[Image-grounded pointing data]
-=-=-
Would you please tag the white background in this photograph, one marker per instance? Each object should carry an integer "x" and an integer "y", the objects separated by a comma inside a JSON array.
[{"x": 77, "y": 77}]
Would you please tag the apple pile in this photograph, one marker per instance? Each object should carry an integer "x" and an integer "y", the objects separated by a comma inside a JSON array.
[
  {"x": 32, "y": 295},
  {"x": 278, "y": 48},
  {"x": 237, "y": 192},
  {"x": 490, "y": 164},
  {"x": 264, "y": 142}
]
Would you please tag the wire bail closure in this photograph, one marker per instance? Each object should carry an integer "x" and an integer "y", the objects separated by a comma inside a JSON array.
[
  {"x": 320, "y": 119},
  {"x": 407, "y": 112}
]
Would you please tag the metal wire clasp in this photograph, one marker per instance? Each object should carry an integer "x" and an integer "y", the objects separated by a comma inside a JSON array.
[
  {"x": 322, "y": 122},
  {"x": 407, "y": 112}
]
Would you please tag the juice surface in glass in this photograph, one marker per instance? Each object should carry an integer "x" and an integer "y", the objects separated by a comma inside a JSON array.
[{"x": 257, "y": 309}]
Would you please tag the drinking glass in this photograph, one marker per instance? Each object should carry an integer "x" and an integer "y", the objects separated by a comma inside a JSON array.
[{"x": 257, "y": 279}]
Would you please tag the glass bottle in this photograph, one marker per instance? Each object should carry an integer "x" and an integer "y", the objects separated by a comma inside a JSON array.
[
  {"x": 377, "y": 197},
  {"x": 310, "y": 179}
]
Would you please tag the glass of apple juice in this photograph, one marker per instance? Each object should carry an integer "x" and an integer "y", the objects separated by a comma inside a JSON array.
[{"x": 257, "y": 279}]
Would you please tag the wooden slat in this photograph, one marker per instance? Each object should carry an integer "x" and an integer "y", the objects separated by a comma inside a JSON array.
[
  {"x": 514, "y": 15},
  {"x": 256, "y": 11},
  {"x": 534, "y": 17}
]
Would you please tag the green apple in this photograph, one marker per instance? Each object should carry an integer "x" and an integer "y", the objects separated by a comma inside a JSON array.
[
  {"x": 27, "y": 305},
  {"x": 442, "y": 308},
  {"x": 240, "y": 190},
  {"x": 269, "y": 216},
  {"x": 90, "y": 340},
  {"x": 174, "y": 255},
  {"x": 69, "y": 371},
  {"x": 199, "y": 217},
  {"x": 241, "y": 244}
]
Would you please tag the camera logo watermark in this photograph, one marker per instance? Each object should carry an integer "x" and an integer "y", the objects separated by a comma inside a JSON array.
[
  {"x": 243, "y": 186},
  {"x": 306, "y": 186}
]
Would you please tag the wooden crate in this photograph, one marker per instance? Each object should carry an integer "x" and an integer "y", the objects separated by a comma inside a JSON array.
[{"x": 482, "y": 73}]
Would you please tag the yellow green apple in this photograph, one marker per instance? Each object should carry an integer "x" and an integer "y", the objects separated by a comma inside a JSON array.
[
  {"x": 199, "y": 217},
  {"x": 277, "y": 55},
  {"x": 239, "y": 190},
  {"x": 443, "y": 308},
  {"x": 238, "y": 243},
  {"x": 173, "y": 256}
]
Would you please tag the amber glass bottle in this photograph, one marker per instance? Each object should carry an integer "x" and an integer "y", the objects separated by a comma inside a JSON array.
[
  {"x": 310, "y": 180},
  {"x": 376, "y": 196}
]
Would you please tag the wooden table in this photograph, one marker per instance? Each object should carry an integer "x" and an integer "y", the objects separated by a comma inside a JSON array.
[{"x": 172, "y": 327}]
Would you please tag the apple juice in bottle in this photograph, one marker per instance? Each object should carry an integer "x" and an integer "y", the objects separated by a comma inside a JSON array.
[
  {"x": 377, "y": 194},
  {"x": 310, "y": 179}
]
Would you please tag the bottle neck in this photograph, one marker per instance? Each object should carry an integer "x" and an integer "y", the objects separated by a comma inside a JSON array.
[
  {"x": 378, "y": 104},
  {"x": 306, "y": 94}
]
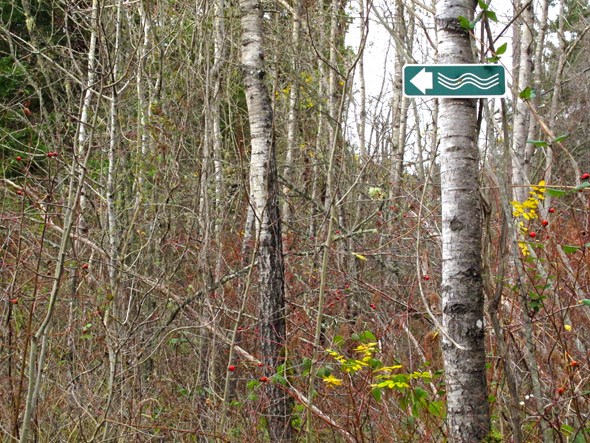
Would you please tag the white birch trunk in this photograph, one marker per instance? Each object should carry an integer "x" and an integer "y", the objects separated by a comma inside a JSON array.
[
  {"x": 520, "y": 160},
  {"x": 264, "y": 200},
  {"x": 462, "y": 295}
]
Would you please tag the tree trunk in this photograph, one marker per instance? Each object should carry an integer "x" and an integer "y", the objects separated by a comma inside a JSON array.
[
  {"x": 520, "y": 160},
  {"x": 463, "y": 343},
  {"x": 264, "y": 200}
]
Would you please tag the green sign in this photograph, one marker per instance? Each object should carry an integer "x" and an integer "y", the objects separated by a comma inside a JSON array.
[{"x": 466, "y": 81}]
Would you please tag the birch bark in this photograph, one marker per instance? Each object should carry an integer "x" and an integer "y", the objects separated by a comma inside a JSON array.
[
  {"x": 520, "y": 159},
  {"x": 264, "y": 201},
  {"x": 464, "y": 355}
]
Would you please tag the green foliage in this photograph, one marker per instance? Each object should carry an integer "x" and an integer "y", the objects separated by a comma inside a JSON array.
[
  {"x": 527, "y": 93},
  {"x": 365, "y": 365}
]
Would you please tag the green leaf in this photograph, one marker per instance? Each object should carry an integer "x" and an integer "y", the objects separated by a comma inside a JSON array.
[
  {"x": 567, "y": 429},
  {"x": 502, "y": 49},
  {"x": 420, "y": 394},
  {"x": 436, "y": 408},
  {"x": 483, "y": 5},
  {"x": 538, "y": 143},
  {"x": 582, "y": 186},
  {"x": 555, "y": 192},
  {"x": 560, "y": 138},
  {"x": 527, "y": 93},
  {"x": 377, "y": 394},
  {"x": 278, "y": 378},
  {"x": 570, "y": 249},
  {"x": 252, "y": 384},
  {"x": 491, "y": 15}
]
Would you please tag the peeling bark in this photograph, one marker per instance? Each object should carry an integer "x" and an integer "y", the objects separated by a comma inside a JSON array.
[{"x": 463, "y": 344}]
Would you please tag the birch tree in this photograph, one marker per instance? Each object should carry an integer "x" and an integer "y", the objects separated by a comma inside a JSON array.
[
  {"x": 463, "y": 344},
  {"x": 264, "y": 201}
]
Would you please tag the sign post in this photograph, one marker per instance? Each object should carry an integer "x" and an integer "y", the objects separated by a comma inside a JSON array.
[{"x": 458, "y": 81}]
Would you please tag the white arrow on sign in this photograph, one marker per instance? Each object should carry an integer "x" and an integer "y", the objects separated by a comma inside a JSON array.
[{"x": 422, "y": 80}]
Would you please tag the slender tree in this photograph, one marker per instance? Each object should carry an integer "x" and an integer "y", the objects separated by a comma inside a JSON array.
[
  {"x": 264, "y": 200},
  {"x": 463, "y": 339}
]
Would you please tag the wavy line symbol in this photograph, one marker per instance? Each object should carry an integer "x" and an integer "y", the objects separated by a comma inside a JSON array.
[{"x": 469, "y": 79}]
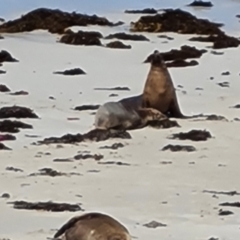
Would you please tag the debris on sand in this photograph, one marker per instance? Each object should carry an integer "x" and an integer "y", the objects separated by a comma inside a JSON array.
[
  {"x": 82, "y": 38},
  {"x": 181, "y": 63},
  {"x": 114, "y": 163},
  {"x": 19, "y": 93},
  {"x": 224, "y": 212},
  {"x": 114, "y": 88},
  {"x": 175, "y": 20},
  {"x": 3, "y": 147},
  {"x": 14, "y": 169},
  {"x": 194, "y": 135},
  {"x": 179, "y": 148},
  {"x": 185, "y": 52},
  {"x": 13, "y": 126},
  {"x": 52, "y": 173},
  {"x": 179, "y": 21},
  {"x": 6, "y": 56},
  {"x": 4, "y": 88},
  {"x": 115, "y": 146},
  {"x": 53, "y": 20},
  {"x": 93, "y": 135},
  {"x": 144, "y": 11},
  {"x": 7, "y": 137},
  {"x": 219, "y": 40},
  {"x": 125, "y": 36},
  {"x": 197, "y": 3},
  {"x": 227, "y": 204},
  {"x": 166, "y": 123},
  {"x": 86, "y": 107},
  {"x": 154, "y": 224},
  {"x": 118, "y": 44},
  {"x": 46, "y": 206},
  {"x": 74, "y": 71},
  {"x": 96, "y": 157},
  {"x": 17, "y": 112}
]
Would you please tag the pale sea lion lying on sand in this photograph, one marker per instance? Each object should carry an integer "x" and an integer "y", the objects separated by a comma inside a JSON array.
[
  {"x": 159, "y": 92},
  {"x": 93, "y": 226},
  {"x": 119, "y": 116}
]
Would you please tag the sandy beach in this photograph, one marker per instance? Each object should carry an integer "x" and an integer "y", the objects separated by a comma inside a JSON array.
[{"x": 153, "y": 185}]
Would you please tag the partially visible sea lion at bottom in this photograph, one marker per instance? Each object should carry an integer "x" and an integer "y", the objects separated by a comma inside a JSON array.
[
  {"x": 159, "y": 92},
  {"x": 116, "y": 115},
  {"x": 93, "y": 226}
]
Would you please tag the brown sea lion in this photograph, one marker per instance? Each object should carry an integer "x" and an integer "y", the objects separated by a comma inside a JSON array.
[
  {"x": 159, "y": 92},
  {"x": 93, "y": 226},
  {"x": 116, "y": 115}
]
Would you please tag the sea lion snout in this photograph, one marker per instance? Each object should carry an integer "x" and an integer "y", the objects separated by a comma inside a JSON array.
[{"x": 157, "y": 58}]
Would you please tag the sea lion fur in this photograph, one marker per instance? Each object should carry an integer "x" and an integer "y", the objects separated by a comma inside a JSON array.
[
  {"x": 93, "y": 226},
  {"x": 159, "y": 92}
]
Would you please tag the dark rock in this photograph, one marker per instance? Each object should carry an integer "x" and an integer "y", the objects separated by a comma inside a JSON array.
[
  {"x": 125, "y": 36},
  {"x": 102, "y": 135},
  {"x": 74, "y": 71},
  {"x": 114, "y": 163},
  {"x": 230, "y": 193},
  {"x": 114, "y": 88},
  {"x": 46, "y": 206},
  {"x": 223, "y": 84},
  {"x": 118, "y": 44},
  {"x": 3, "y": 147},
  {"x": 67, "y": 139},
  {"x": 13, "y": 126},
  {"x": 167, "y": 123},
  {"x": 14, "y": 169},
  {"x": 51, "y": 173},
  {"x": 115, "y": 146},
  {"x": 225, "y": 73},
  {"x": 62, "y": 160},
  {"x": 7, "y": 137},
  {"x": 175, "y": 20},
  {"x": 165, "y": 37},
  {"x": 194, "y": 135},
  {"x": 20, "y": 93},
  {"x": 154, "y": 224},
  {"x": 17, "y": 112},
  {"x": 82, "y": 38},
  {"x": 144, "y": 11},
  {"x": 224, "y": 212},
  {"x": 87, "y": 107},
  {"x": 93, "y": 135},
  {"x": 227, "y": 204},
  {"x": 184, "y": 53},
  {"x": 200, "y": 3},
  {"x": 179, "y": 148},
  {"x": 6, "y": 56},
  {"x": 96, "y": 157},
  {"x": 181, "y": 63},
  {"x": 217, "y": 53},
  {"x": 215, "y": 117},
  {"x": 236, "y": 106},
  {"x": 53, "y": 20},
  {"x": 113, "y": 95},
  {"x": 219, "y": 41},
  {"x": 5, "y": 195},
  {"x": 4, "y": 88}
]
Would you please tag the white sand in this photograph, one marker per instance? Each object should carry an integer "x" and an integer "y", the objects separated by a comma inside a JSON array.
[{"x": 148, "y": 189}]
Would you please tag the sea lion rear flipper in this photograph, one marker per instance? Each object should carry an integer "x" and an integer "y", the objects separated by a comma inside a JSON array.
[{"x": 174, "y": 110}]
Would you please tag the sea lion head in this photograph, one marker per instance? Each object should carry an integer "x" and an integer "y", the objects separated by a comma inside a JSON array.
[{"x": 157, "y": 59}]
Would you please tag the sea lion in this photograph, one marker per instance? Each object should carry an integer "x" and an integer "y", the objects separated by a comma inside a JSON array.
[
  {"x": 119, "y": 116},
  {"x": 159, "y": 92},
  {"x": 93, "y": 226}
]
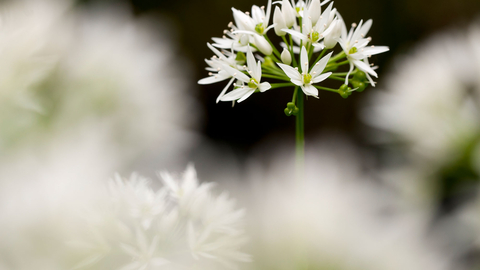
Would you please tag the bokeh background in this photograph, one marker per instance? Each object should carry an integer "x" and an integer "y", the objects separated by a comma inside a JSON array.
[{"x": 110, "y": 86}]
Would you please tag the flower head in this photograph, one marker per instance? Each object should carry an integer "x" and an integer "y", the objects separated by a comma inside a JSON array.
[
  {"x": 354, "y": 44},
  {"x": 252, "y": 82},
  {"x": 308, "y": 76}
]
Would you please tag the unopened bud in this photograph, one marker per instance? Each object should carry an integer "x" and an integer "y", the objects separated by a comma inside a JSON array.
[{"x": 286, "y": 57}]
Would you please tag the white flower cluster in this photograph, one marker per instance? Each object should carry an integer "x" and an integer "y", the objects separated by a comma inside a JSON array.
[
  {"x": 305, "y": 30},
  {"x": 183, "y": 225}
]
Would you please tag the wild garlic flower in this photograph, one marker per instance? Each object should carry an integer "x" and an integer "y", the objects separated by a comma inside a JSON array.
[
  {"x": 313, "y": 32},
  {"x": 307, "y": 77},
  {"x": 182, "y": 225},
  {"x": 253, "y": 83},
  {"x": 354, "y": 45},
  {"x": 306, "y": 30}
]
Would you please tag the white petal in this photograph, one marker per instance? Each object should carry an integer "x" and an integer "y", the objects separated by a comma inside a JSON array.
-=-=-
Task brief - Give back exactly the lines from the one that contains "Would you please tag the wild" to the end of the data above, both of those lines included.

The answer -
Would you please tag the wild garlic flower in this photograph, one marker per instance? Each object should carry an integer "x" and an integer "y", the objects separated by a comma inside a JSON array.
[
  {"x": 313, "y": 32},
  {"x": 307, "y": 77},
  {"x": 182, "y": 225},
  {"x": 253, "y": 83},
  {"x": 354, "y": 45},
  {"x": 306, "y": 30}
]
Would you please tag the white petal in this photograph, one marker per instance? Each object should carry an integer "x" and an integer "y", the objects separated by a comma inside a JSON array.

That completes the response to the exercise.